[START OF Data]

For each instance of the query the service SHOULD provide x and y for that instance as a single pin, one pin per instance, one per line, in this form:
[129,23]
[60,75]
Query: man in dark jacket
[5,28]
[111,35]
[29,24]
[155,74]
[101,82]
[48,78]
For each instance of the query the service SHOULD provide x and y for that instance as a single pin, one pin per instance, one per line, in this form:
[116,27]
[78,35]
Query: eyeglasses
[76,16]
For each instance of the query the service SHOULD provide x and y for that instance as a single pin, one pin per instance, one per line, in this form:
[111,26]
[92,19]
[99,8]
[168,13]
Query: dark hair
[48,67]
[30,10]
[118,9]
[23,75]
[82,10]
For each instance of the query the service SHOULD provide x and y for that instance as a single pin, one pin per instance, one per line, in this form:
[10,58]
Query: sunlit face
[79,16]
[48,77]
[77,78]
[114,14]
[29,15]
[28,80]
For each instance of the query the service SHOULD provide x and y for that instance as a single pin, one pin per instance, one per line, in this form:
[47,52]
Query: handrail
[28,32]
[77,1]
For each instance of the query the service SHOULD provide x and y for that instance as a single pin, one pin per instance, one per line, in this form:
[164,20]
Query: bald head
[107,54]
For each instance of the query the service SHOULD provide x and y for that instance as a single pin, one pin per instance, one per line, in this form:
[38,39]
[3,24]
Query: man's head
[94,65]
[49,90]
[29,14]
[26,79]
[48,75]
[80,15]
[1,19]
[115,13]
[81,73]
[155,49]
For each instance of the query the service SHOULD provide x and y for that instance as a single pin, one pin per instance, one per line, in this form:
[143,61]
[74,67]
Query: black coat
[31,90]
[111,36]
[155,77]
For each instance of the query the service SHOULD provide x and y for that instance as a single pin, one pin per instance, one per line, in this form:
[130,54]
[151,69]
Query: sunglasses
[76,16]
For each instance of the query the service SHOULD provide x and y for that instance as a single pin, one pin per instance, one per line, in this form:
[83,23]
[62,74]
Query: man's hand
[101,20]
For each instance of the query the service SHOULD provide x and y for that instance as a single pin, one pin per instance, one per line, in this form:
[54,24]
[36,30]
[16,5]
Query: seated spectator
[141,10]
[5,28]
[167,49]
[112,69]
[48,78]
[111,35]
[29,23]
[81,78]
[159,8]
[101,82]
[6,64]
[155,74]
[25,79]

[END OF Data]

Task directions: How many lines in the records above contain the string "dark"? Treat case as significant and reply with the number alone.

Exercise result: 2